• _Prompt_: Put the lines of the material into a numbered list, from the line containing "one marker per instance, written like [218,134]" through the end of the material, both ends included and blank lines omitted. Leave the pictures out of the answer.
╔══
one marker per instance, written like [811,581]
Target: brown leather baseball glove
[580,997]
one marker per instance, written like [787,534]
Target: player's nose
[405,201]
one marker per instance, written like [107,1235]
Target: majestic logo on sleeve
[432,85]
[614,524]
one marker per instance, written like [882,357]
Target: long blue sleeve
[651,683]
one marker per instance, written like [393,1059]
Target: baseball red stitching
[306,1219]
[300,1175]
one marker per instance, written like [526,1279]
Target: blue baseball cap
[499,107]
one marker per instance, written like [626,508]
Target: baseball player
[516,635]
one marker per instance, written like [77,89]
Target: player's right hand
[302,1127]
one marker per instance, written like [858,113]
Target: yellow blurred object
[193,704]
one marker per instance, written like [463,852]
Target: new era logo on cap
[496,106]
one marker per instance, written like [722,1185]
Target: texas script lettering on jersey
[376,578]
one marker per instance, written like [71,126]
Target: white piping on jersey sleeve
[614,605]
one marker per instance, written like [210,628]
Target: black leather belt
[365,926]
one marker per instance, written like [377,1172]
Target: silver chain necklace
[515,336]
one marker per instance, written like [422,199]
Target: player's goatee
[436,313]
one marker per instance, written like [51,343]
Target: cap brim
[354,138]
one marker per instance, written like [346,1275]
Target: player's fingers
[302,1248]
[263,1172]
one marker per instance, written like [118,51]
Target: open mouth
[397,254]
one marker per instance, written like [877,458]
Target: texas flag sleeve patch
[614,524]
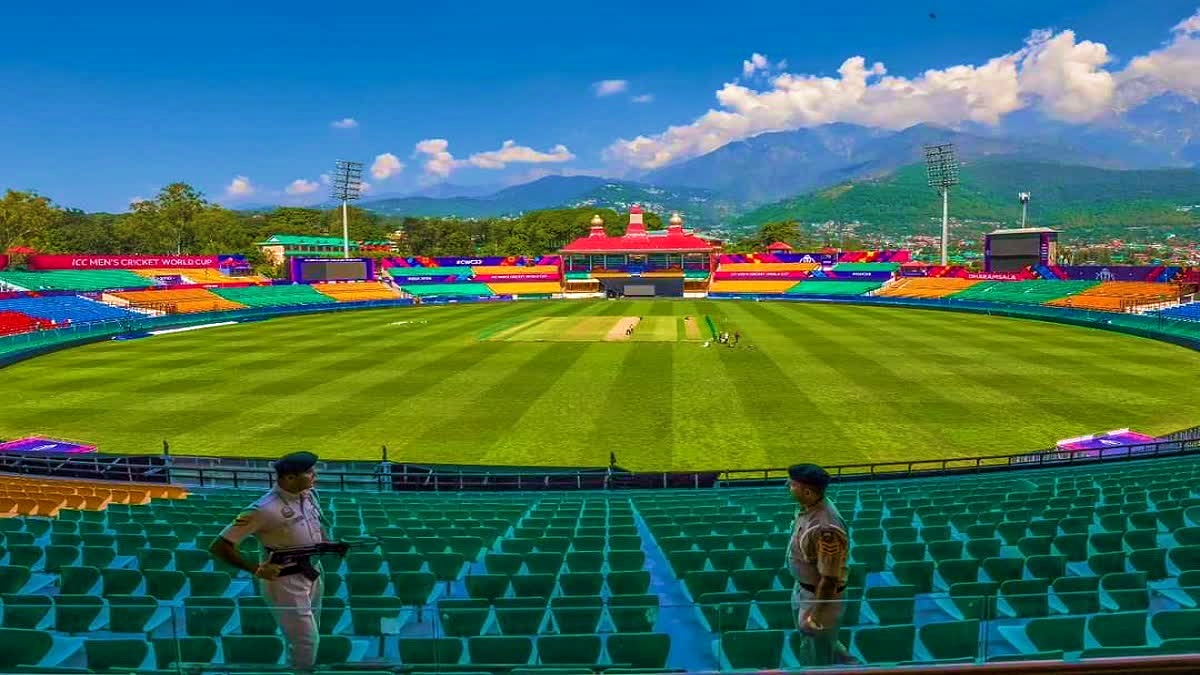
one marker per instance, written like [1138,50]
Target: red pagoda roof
[637,240]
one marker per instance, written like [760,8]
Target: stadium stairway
[1063,562]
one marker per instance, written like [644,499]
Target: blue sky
[105,105]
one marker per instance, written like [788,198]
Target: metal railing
[396,477]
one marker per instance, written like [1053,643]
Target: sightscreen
[333,270]
[1017,245]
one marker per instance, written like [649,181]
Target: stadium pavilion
[672,261]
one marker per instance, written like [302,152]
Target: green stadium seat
[77,614]
[753,649]
[499,650]
[885,644]
[892,604]
[634,614]
[951,640]
[430,651]
[1176,623]
[1056,633]
[256,616]
[569,650]
[23,647]
[520,620]
[413,587]
[256,650]
[27,611]
[1119,629]
[463,619]
[725,611]
[1078,595]
[115,653]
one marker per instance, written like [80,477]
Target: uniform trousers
[297,605]
[819,647]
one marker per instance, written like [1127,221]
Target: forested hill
[1062,196]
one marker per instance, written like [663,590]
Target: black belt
[813,589]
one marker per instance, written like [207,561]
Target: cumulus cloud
[240,187]
[1175,67]
[1055,72]
[610,87]
[301,186]
[439,162]
[387,166]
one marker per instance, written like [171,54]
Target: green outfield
[561,383]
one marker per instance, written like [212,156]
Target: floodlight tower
[346,184]
[942,167]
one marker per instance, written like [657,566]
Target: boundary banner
[49,262]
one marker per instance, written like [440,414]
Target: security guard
[288,515]
[819,559]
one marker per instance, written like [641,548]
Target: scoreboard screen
[334,270]
[1015,245]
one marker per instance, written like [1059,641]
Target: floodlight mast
[346,185]
[942,167]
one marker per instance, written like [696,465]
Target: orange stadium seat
[1120,296]
[22,495]
[357,292]
[768,267]
[751,286]
[526,287]
[184,300]
[199,275]
[925,287]
[507,270]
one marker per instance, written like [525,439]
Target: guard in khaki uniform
[817,556]
[288,515]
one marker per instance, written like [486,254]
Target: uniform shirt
[820,545]
[280,520]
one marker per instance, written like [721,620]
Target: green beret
[809,475]
[295,463]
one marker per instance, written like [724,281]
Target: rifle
[297,560]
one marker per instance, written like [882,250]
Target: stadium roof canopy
[637,240]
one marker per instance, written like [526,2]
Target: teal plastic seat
[115,653]
[640,650]
[253,650]
[885,644]
[569,650]
[753,649]
[499,650]
[23,647]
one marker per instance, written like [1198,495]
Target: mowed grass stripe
[851,387]
[715,426]
[559,424]
[343,383]
[263,405]
[785,411]
[635,413]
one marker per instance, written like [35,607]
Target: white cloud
[610,87]
[1063,77]
[1175,67]
[301,186]
[441,162]
[387,166]
[240,187]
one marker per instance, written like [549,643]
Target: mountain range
[738,184]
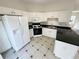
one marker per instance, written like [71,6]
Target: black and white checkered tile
[39,48]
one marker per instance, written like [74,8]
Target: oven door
[37,31]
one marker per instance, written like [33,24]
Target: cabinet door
[4,42]
[31,32]
[14,31]
[25,29]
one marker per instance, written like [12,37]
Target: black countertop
[64,34]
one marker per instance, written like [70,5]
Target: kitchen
[37,33]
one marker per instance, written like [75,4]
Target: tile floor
[39,48]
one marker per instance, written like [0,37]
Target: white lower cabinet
[49,32]
[65,50]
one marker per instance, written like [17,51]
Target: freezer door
[15,31]
[4,42]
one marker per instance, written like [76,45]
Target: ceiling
[41,5]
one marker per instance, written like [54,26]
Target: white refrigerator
[17,30]
[4,41]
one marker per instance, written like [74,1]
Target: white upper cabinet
[4,42]
[17,29]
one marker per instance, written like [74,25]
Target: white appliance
[17,30]
[4,42]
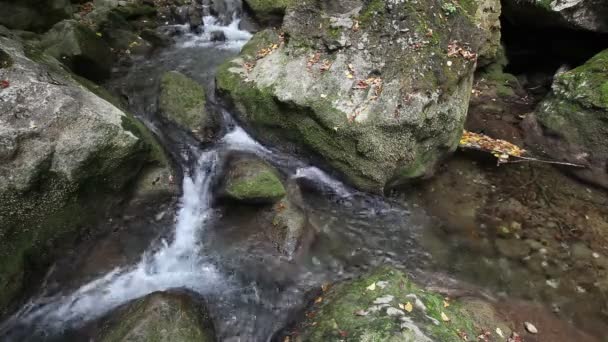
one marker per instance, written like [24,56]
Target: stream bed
[214,250]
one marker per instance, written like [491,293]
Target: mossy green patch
[182,101]
[372,308]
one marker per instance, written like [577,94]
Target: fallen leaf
[530,328]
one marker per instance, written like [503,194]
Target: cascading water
[357,231]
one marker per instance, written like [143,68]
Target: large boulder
[66,157]
[378,90]
[160,316]
[33,15]
[590,15]
[571,124]
[386,305]
[79,48]
[251,180]
[182,102]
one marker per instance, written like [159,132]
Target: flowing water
[212,249]
[249,300]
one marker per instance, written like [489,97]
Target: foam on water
[235,37]
[317,175]
[175,264]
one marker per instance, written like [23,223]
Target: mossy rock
[251,180]
[182,101]
[68,161]
[158,317]
[571,124]
[79,48]
[386,305]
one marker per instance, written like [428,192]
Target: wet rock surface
[337,96]
[160,316]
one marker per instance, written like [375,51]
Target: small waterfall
[175,264]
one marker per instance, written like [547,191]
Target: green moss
[336,316]
[182,101]
[374,8]
[160,317]
[263,184]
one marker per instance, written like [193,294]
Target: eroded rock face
[160,316]
[379,90]
[571,124]
[79,48]
[591,15]
[66,155]
[251,180]
[387,306]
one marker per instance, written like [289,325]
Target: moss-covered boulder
[182,101]
[268,12]
[378,90]
[67,156]
[591,15]
[33,15]
[251,180]
[79,48]
[160,316]
[387,306]
[571,124]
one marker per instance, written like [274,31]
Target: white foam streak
[235,37]
[316,174]
[175,264]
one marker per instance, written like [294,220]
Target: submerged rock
[386,306]
[571,123]
[79,48]
[66,157]
[182,101]
[378,90]
[591,15]
[160,316]
[251,180]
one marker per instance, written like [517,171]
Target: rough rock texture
[251,180]
[33,15]
[268,12]
[375,308]
[571,124]
[366,86]
[182,101]
[79,48]
[65,156]
[160,316]
[591,15]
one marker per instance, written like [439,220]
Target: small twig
[530,159]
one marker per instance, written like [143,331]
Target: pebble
[530,328]
[384,300]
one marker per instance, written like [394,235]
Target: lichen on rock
[379,98]
[385,305]
[182,101]
[571,123]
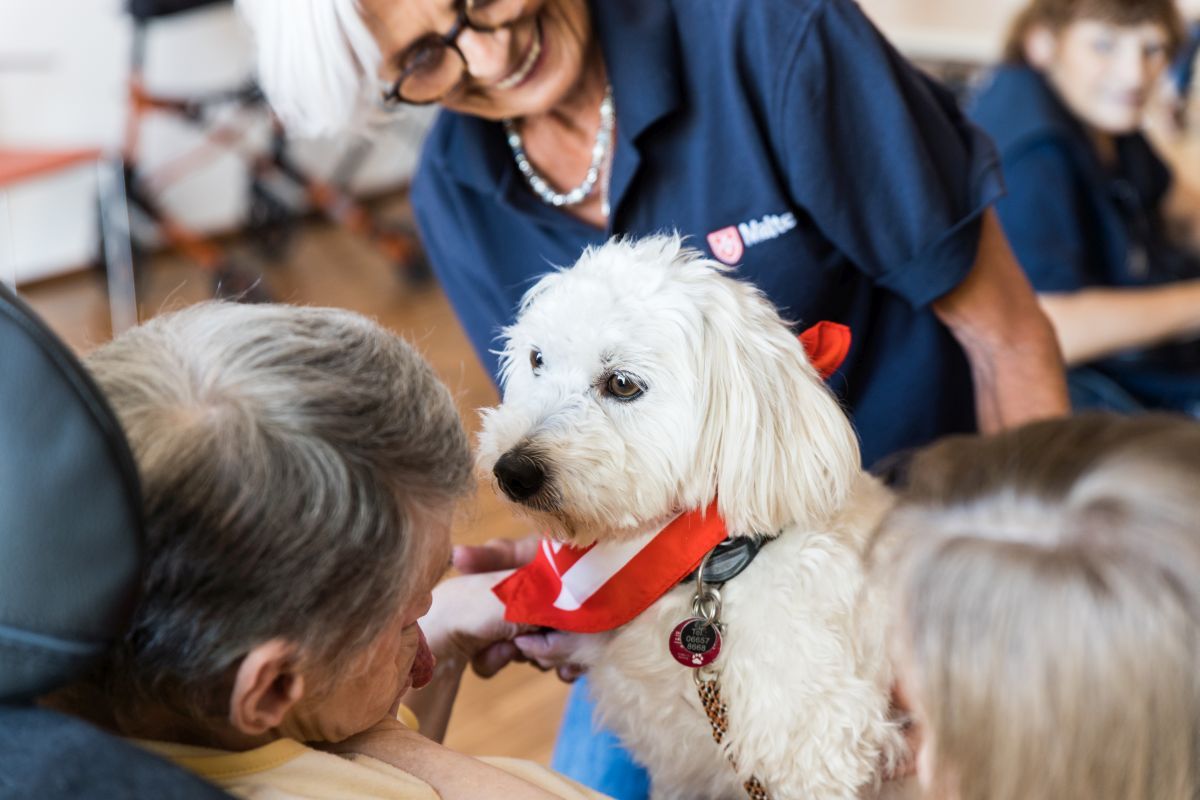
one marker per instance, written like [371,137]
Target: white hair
[317,61]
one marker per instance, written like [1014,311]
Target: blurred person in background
[787,136]
[1108,238]
[300,469]
[1047,595]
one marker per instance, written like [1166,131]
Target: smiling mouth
[531,60]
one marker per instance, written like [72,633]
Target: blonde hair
[1048,594]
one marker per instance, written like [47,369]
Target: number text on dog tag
[695,643]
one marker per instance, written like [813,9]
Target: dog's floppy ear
[773,435]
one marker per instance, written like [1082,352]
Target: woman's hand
[545,649]
[466,624]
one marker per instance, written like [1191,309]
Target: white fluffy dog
[645,382]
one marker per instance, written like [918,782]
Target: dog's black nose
[520,475]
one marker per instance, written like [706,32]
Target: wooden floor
[516,713]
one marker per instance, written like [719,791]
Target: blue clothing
[593,756]
[846,185]
[851,181]
[1075,223]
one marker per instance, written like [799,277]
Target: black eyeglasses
[433,66]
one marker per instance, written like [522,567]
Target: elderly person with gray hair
[300,469]
[786,137]
[1045,587]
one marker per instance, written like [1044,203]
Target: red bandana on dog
[605,585]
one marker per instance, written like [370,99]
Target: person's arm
[465,626]
[1181,210]
[1014,359]
[1095,323]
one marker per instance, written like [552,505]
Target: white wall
[63,83]
[64,66]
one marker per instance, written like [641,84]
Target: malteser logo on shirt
[729,244]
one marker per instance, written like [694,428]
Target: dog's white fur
[732,409]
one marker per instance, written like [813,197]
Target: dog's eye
[622,386]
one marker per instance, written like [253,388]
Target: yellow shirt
[288,770]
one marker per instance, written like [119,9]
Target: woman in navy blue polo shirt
[1090,204]
[785,136]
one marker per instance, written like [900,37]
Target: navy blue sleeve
[447,239]
[1044,218]
[880,156]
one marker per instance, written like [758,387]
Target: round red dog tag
[695,643]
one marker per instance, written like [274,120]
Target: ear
[265,687]
[774,438]
[1041,47]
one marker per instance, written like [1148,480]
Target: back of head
[1049,606]
[1056,14]
[287,457]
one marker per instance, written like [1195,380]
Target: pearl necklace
[600,151]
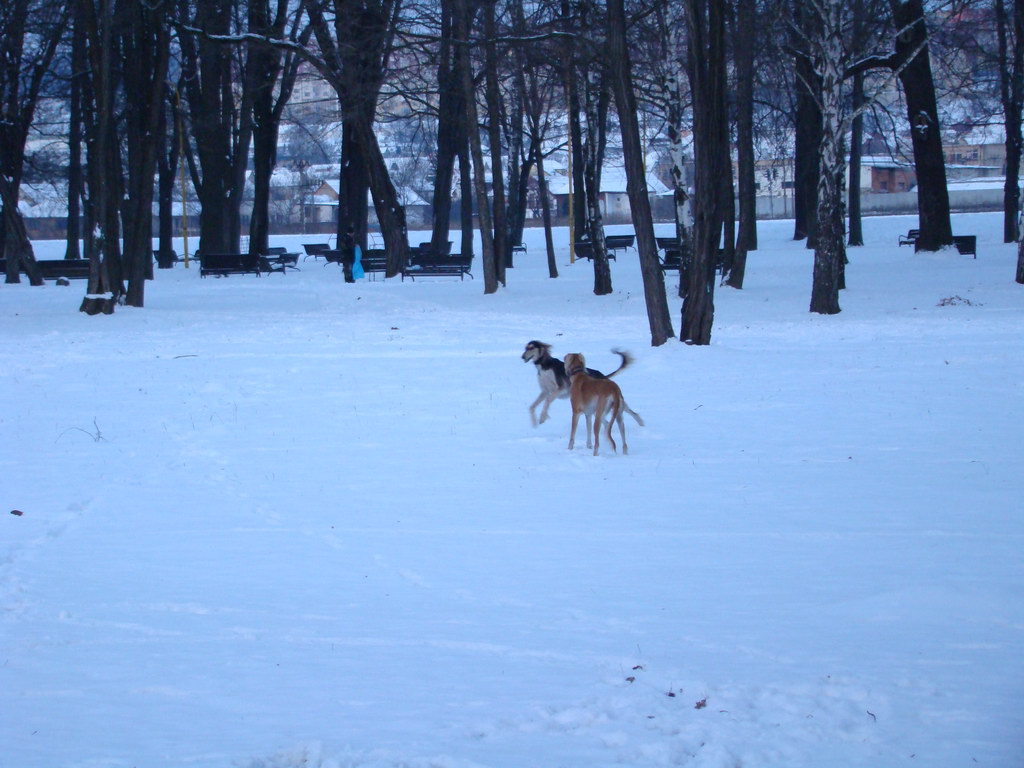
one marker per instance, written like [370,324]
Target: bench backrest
[228,261]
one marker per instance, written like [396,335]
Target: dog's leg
[576,420]
[622,430]
[549,397]
[598,418]
[532,409]
[614,413]
[633,413]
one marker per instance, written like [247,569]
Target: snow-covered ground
[287,521]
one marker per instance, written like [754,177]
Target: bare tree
[30,33]
[1011,44]
[743,53]
[911,62]
[706,28]
[636,177]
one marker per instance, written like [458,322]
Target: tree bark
[464,20]
[1011,45]
[747,237]
[145,46]
[594,100]
[828,250]
[658,318]
[919,90]
[706,27]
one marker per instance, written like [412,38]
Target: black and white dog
[551,376]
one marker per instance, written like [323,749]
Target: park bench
[222,264]
[169,260]
[70,268]
[316,250]
[53,268]
[424,249]
[437,265]
[585,249]
[910,239]
[967,244]
[279,259]
[673,258]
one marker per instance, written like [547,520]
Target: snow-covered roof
[612,180]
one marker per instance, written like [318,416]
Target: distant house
[885,174]
[613,200]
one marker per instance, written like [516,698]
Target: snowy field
[287,522]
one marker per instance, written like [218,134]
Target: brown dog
[595,398]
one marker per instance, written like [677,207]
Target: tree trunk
[542,182]
[493,100]
[167,174]
[807,133]
[706,27]
[76,183]
[658,318]
[595,109]
[17,247]
[747,238]
[450,131]
[828,250]
[1011,44]
[856,235]
[145,49]
[104,262]
[464,22]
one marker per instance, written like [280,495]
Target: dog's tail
[633,413]
[627,361]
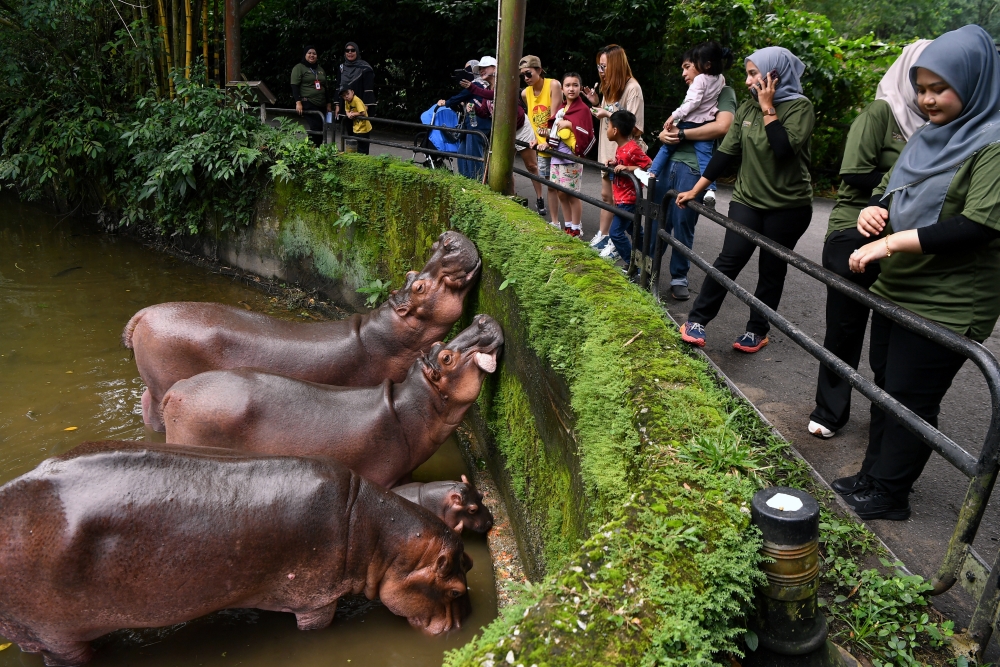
╚══
• _Complete answer_:
1. one marker per instance, written like [218,134]
2. Target: brown dog
3. [595,398]
4. one marker per instance, written like [677,207]
5. Target: tree trunk
6. [542,182]
7. [493,100]
8. [167,174]
9. [807,133]
10. [706,27]
11. [76,183]
12. [658,318]
13. [595,109]
14. [17,247]
15. [747,238]
16. [450,131]
17. [828,250]
18. [1011,44]
19. [856,235]
20. [145,49]
21. [104,262]
22. [464,22]
23. one marker per instance, written like [280,495]
24. Target: dog's tail
25. [633,413]
26. [627,361]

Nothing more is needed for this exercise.